* BEGIN *

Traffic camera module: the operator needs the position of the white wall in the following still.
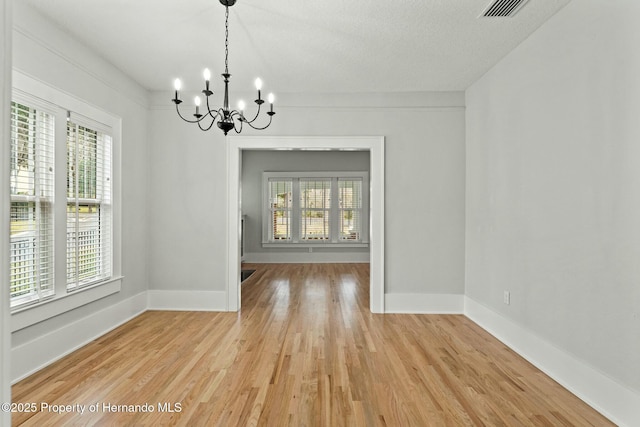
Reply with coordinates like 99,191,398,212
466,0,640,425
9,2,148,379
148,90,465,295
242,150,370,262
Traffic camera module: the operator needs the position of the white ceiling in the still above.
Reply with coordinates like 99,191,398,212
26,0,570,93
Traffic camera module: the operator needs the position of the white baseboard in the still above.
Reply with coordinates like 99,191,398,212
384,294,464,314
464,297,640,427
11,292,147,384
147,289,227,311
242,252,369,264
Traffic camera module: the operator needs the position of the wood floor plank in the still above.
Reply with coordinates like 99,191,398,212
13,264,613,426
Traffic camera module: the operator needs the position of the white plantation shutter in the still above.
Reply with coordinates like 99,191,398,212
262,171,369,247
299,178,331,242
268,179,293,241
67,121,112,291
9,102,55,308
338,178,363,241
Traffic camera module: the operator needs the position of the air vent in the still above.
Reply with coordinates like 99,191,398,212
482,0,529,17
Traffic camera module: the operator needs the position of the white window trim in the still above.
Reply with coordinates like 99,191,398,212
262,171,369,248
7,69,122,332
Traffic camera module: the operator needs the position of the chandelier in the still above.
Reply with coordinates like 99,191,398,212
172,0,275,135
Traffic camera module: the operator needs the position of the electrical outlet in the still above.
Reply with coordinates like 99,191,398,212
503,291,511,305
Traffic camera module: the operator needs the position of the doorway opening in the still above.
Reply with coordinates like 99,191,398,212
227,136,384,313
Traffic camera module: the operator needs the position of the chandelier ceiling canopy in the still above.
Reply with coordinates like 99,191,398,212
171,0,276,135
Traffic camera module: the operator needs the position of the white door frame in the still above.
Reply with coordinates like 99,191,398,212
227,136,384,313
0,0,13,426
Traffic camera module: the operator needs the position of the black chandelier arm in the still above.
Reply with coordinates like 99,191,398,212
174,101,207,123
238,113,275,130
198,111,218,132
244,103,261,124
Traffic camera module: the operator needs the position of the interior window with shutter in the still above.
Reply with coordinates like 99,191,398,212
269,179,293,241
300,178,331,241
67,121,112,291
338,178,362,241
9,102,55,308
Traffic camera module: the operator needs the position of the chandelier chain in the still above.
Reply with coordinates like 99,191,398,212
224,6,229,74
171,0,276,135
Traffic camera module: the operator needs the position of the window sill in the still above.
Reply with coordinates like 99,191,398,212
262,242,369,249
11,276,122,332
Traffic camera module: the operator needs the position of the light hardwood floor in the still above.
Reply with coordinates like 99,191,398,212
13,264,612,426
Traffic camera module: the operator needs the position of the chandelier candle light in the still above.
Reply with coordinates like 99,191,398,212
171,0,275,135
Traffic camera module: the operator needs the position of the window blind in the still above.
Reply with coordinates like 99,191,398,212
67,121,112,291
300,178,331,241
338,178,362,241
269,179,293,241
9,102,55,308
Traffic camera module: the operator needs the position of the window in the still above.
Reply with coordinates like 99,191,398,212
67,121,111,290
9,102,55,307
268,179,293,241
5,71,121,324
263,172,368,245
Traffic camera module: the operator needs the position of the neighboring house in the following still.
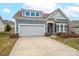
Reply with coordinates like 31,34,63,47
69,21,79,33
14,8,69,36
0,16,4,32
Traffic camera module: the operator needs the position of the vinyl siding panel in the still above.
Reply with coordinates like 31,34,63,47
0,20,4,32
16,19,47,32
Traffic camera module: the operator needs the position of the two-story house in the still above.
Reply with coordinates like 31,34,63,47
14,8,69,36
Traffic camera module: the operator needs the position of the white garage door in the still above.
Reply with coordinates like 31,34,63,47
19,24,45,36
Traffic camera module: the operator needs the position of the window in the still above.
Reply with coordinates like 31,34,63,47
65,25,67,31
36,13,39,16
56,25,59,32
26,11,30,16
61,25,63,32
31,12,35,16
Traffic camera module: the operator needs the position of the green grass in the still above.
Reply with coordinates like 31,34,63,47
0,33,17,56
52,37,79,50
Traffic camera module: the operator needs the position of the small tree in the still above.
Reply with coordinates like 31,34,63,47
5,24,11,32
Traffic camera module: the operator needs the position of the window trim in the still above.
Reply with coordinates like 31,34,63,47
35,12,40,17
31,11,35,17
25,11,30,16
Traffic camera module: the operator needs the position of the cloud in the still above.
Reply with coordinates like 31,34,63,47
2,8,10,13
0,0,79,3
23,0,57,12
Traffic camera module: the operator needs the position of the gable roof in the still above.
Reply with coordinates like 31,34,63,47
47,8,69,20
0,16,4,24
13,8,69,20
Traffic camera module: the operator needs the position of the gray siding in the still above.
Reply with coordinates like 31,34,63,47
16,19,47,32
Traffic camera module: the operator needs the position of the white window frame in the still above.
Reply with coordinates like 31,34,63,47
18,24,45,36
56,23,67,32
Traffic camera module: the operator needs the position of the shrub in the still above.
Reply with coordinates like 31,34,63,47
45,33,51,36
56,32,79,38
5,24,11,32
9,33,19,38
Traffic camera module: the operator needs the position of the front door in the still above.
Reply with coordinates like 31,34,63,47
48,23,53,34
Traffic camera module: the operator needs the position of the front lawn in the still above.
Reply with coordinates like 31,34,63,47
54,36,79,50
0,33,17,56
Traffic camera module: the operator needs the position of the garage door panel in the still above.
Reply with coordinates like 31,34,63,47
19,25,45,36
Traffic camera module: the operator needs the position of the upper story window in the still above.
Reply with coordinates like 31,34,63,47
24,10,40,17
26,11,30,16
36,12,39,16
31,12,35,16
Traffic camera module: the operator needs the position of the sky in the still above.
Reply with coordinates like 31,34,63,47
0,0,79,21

* END *

▶ **EXERCISE**
Locate every line in the entries above that contains the word "shutter", and reproduce each such line in full.

▶ **EXERCISE RESPONSE**
Traffic camera module: the operator needs the position of the white plantation shutter in the still above.
Traffic camera module: the operator needs the position of the interior window with shutter in the still above.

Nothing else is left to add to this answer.